* **REQUIREMENT**:
An exact copy of the data is required; the images should not appear in it.

(Stored items)
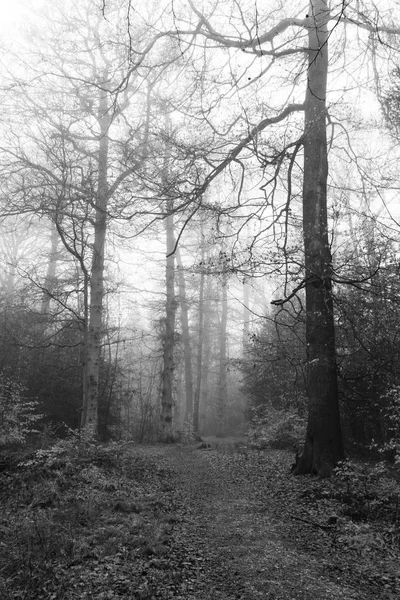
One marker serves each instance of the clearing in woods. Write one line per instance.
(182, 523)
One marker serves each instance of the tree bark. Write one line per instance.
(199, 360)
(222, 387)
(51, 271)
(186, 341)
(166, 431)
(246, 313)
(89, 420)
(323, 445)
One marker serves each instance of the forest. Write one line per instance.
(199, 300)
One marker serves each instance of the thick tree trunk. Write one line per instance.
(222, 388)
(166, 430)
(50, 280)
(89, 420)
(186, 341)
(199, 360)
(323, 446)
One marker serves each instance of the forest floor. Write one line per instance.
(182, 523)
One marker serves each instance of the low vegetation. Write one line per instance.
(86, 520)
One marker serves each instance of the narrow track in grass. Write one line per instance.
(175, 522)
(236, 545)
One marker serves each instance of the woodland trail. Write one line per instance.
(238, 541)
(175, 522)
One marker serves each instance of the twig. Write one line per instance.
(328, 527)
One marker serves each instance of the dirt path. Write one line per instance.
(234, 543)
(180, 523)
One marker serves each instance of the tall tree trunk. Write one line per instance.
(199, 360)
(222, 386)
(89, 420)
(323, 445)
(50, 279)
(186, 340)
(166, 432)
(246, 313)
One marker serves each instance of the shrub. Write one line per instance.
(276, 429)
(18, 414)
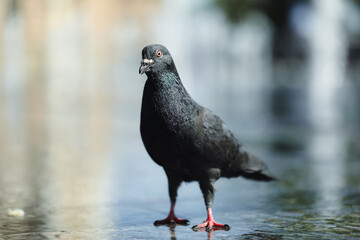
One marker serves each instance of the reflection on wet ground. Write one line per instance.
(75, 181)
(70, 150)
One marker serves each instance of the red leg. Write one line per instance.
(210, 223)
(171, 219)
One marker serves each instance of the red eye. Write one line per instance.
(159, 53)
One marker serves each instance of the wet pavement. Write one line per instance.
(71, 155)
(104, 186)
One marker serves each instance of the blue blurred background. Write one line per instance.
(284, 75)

* **RESULT OF THIS EXERCISE**:
One marker serves each instance of the clearing in woods. Write one line per instance.
(182, 523)
One marker serves each instance of the tree bark. Write one line per instance.
(199, 360)
(222, 387)
(51, 271)
(186, 341)
(166, 431)
(246, 313)
(89, 420)
(323, 445)
One marker serves each instance of the forest. Write one line per instance.
(199, 300)
One marker serves each instance of the thick tree trunk. Write one line per instance.
(222, 388)
(166, 430)
(50, 280)
(89, 420)
(186, 341)
(199, 360)
(323, 446)
One marker serves each instance of the forest floor. Write one line per instance.
(182, 523)
One marker serves each instance of the low vegetation. Write one line per instance.
(86, 520)
One marker serves each instance of the narrow track in grass. Write one line per instance.
(175, 522)
(236, 545)
One marker serves each instance of the woodland trail. Write one line per instance.
(238, 541)
(175, 522)
One marker serves each instance of the twig. Write one line per instance.
(328, 527)
One marker serves each instance of the dirt path. Write one line per instance.
(234, 543)
(180, 523)
One marker serves each instance of the tall tree trunk. Write one line per instance.
(199, 360)
(222, 386)
(89, 420)
(323, 445)
(50, 279)
(186, 340)
(166, 432)
(246, 313)
One marker serves each instance of the shrub. Write one line per instance.
(276, 429)
(18, 414)
One marker serves each instance of the reflection on wet ground. Write one line per instance.
(75, 181)
(70, 150)
One marker serves each instance of the red leg. Write one line per instance.
(210, 223)
(171, 219)
One marker serves each instance of the red eye. Write one line per instance.
(159, 53)
One marker serves each instance of the wet pavement. Write one line per instance.
(71, 155)
(104, 186)
One marker serves each instance of the blue blurred background. Write one line per instance.
(284, 75)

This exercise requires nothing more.